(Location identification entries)
--- Start ---
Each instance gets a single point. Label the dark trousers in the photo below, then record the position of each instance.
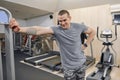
(75, 74)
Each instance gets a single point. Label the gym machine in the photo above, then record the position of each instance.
(55, 63)
(106, 63)
(6, 33)
(35, 60)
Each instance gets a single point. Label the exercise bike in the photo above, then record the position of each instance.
(106, 63)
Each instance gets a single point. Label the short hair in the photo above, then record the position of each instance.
(63, 12)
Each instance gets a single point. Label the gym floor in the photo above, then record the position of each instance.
(25, 72)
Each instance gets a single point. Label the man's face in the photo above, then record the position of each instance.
(64, 21)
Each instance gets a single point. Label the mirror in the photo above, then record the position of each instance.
(4, 18)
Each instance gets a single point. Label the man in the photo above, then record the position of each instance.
(67, 35)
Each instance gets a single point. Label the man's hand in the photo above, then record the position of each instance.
(14, 25)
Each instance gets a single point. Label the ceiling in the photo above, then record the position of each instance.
(26, 9)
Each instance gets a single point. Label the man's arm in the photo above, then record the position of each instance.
(91, 33)
(34, 30)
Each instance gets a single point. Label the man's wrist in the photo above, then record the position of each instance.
(85, 45)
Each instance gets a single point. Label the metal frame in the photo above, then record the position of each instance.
(10, 68)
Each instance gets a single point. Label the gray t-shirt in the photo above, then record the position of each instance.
(69, 42)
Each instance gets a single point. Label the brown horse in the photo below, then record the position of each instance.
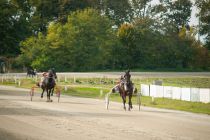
--- End ---
§ Exercise description
Copy out the stretch of entries from the line containing "Each instance gets a single point. Label the man's hand" through the end of the entries, word for word, leaving the pictures out.

§ Response
Each instance gets a single point. Label the man's hand in the photo above, then record the position of each instance.
(14, 25)
Each instance gets a single point. Label the ceiling in the photo above, then record the position of each instance.
(26, 9)
Each instance gets a single point. Label the man's arm in the photo above, then record the position of each instance.
(91, 33)
(34, 30)
Each instance gets a single point. Label the man's wrist in the photo above, then record the position of each instance.
(85, 45)
Each instance gets a single point. Label the metal frame in the photo above, then record the position of each instance.
(10, 68)
Each instance gets a single point. Label the gray t-shirt in the photo above, then record the position of each instance.
(69, 42)
Each instance gets a single point. Label the brown horse in the photo below, then record the position of each instance.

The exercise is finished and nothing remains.